Provided entries:
....

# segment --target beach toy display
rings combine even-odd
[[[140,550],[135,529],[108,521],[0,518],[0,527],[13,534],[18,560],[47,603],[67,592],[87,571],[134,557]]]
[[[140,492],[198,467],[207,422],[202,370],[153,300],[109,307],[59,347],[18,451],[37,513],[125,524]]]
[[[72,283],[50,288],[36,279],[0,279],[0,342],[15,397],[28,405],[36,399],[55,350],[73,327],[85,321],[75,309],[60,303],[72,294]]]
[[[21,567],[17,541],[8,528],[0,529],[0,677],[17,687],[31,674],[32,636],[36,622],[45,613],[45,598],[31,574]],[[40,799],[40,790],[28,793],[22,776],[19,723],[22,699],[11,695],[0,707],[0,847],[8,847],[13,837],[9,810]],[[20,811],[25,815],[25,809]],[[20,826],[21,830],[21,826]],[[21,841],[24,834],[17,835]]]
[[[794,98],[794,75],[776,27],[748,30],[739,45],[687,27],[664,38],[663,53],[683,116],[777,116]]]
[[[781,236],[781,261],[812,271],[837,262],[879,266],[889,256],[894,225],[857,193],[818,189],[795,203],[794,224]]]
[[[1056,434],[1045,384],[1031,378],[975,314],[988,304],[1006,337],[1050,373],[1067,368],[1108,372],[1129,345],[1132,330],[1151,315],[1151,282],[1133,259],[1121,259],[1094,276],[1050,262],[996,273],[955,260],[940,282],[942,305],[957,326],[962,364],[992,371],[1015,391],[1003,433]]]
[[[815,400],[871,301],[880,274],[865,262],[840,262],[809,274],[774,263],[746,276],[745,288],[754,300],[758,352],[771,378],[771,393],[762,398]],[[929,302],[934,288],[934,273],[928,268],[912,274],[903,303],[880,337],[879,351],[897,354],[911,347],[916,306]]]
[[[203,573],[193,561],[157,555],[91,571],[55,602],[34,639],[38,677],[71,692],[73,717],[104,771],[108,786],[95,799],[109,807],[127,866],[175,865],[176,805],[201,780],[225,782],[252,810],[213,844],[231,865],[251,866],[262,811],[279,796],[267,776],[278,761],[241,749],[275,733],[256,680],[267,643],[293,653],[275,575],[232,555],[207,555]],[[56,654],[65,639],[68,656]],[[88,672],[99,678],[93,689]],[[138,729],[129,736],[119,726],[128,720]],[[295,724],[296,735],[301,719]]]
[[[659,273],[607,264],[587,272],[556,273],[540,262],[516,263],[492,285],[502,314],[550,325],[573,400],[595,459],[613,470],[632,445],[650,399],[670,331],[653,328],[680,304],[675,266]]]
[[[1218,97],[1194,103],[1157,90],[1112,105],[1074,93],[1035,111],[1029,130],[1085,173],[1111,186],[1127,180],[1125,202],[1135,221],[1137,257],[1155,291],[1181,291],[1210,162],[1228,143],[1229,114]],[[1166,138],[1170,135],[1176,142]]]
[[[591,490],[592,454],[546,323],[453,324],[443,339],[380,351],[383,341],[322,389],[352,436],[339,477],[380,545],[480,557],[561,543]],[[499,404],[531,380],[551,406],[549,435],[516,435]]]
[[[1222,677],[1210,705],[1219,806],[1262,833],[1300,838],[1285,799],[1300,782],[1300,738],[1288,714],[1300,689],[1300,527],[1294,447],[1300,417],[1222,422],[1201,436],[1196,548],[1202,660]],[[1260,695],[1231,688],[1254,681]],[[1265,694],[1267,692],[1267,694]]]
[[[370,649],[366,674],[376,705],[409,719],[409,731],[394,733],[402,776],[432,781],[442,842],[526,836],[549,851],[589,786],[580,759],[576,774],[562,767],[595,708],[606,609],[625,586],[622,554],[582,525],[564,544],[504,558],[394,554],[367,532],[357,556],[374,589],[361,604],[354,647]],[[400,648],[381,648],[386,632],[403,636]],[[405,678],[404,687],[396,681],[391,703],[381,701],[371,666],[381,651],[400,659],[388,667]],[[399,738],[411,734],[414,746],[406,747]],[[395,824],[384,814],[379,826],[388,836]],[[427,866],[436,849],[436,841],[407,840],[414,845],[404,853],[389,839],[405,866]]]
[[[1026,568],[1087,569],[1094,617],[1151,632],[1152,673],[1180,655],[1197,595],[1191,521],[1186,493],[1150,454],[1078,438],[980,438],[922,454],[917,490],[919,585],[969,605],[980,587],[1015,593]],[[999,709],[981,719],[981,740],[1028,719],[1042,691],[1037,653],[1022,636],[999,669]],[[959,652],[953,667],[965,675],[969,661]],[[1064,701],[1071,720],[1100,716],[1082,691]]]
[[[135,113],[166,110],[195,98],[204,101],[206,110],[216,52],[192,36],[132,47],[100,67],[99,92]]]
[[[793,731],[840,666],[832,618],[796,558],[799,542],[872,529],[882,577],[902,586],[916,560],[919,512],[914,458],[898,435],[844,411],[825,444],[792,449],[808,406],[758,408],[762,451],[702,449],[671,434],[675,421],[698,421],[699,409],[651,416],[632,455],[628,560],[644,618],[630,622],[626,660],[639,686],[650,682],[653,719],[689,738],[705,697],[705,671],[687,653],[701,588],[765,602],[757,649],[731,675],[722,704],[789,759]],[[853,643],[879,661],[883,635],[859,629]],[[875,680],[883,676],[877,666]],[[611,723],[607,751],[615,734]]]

....

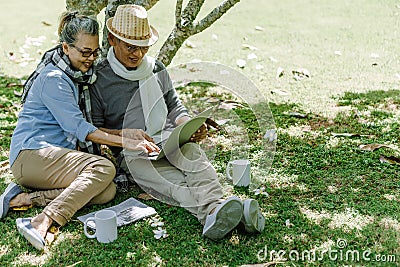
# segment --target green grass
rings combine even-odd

....

Instructions for the task: Among the lines above, find the ones containing "segment" and copy them.

Your solution:
# segment --target beach toy display
# segment --target green grass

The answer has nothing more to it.